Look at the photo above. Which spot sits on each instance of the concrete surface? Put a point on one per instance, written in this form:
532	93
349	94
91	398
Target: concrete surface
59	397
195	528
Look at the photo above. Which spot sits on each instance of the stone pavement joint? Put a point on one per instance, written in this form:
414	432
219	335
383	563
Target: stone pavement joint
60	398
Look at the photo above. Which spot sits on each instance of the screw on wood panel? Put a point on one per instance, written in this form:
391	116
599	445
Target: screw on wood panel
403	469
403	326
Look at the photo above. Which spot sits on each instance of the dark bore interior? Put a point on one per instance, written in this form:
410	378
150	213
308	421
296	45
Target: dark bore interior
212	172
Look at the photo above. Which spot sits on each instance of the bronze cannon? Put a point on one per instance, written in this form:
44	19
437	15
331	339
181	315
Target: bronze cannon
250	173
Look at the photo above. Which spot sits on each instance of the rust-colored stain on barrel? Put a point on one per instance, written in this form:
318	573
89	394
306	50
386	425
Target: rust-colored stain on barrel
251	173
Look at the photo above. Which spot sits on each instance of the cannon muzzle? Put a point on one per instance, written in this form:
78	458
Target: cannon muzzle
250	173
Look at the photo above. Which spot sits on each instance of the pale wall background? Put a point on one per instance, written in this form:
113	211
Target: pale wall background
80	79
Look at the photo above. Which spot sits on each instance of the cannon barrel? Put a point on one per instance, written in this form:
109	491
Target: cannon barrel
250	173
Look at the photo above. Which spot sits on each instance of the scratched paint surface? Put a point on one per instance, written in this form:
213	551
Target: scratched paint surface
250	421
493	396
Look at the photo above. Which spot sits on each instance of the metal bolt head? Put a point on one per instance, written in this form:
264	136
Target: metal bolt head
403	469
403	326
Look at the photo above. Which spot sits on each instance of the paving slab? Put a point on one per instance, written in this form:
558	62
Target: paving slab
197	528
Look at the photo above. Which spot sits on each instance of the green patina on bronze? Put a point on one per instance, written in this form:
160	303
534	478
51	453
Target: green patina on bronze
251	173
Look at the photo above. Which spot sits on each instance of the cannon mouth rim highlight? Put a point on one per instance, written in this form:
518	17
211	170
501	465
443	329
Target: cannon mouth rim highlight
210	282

---

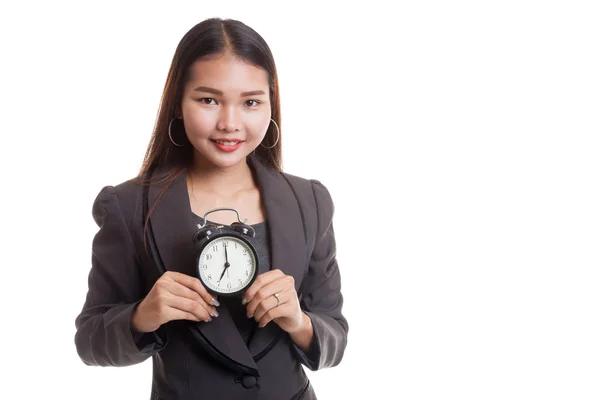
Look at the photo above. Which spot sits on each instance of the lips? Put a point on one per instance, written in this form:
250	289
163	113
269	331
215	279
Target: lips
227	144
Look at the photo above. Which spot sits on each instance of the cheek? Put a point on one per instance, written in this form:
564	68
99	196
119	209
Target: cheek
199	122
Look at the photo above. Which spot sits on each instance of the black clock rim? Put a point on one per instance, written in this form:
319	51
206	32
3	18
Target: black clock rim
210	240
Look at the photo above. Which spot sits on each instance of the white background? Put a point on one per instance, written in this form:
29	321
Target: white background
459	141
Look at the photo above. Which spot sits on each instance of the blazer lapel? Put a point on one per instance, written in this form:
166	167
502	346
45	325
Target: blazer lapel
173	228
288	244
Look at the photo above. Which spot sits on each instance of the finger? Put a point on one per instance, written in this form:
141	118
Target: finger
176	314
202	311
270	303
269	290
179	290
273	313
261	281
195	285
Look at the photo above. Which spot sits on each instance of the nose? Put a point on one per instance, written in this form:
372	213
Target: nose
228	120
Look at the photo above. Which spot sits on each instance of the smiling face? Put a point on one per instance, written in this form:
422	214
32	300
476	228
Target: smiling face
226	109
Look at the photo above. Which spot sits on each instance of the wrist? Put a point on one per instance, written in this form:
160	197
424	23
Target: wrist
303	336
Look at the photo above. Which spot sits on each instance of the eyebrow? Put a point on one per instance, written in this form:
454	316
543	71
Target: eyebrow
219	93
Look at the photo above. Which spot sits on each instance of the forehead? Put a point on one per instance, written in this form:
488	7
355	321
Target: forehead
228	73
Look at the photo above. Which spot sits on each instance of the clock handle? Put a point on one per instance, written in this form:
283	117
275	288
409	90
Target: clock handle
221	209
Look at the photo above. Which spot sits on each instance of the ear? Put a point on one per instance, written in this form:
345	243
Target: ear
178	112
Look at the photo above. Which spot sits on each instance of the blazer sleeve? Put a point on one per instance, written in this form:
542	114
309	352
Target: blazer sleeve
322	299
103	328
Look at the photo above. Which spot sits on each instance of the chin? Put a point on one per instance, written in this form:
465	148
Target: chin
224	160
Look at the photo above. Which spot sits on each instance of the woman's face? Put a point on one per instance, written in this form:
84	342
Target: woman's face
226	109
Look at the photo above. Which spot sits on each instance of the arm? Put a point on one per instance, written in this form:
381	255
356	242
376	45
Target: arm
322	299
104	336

BRIEF:
Please transcribe only the lines in the records above running from the line that has "of the cheek?" through the line that has "of the ear?", both included, exactly as they appear.

WRITTEN SOLUTION:
Look at the photo above. Which spot sits on each instance of the cheek? Put a point on one per instance, written in this form:
564	68
99	196
119	209
Target: cheek
199	122
Look at the photo above. Which spot sits on each instance of the black clock rim? Put a point on one per instance, written in this form:
319	51
206	32
3	18
Target: black clock rim
210	240
Look at the photo above. Which spot sits on each instance of the white background? Put a point on one per instance, written in this form:
29	321
Target: white background
459	141
Look at the photo above. Which spot sits on each instance of the blazer lapel? Put a point on one per instance, written in this form:
166	167
502	346
45	325
Target: blazer lapel
173	228
288	244
Look at the photo above. Which spot sits on each instance of the finger? Put a point on one per instance, written in this form:
141	118
Target: finger
176	314
202	311
270	303
269	290
179	290
273	313
261	281
195	285
Look at the photo above. Which spot sits on each instance of the nose? Put a point on one per instance, written in this form:
372	213
Target: nose
228	120
Look at the photo above. Which spot sits on each instance of the smiling face? Put a point on one per instance, written in this form:
422	214
32	300
476	228
Target: smiling face
226	109
Look at the photo above. Which spot sits on each instance of the wrist? Put a point on one per instance, written in this form:
160	197
424	23
Target: wrist
303	336
Look at the photo above. Which spot sits on each instance of the eyebrow? Put a point on one per instance, written in this form:
454	316
543	71
Target: eyebrow
219	93
Look at the photo above. Which spot sits on each instance of the forehead? Put a point on one per instance, written in this form:
488	7
355	321
Target: forehead
228	73
Look at the photo above. Which spot sits on each instance of the clock handle? Put a point on one per instance, written in this form:
283	117
275	288
409	90
Target: clock handle
221	209
Look at the photo above. Which spot sits on each instance of the ear? Put a point on one per instance, written in this form:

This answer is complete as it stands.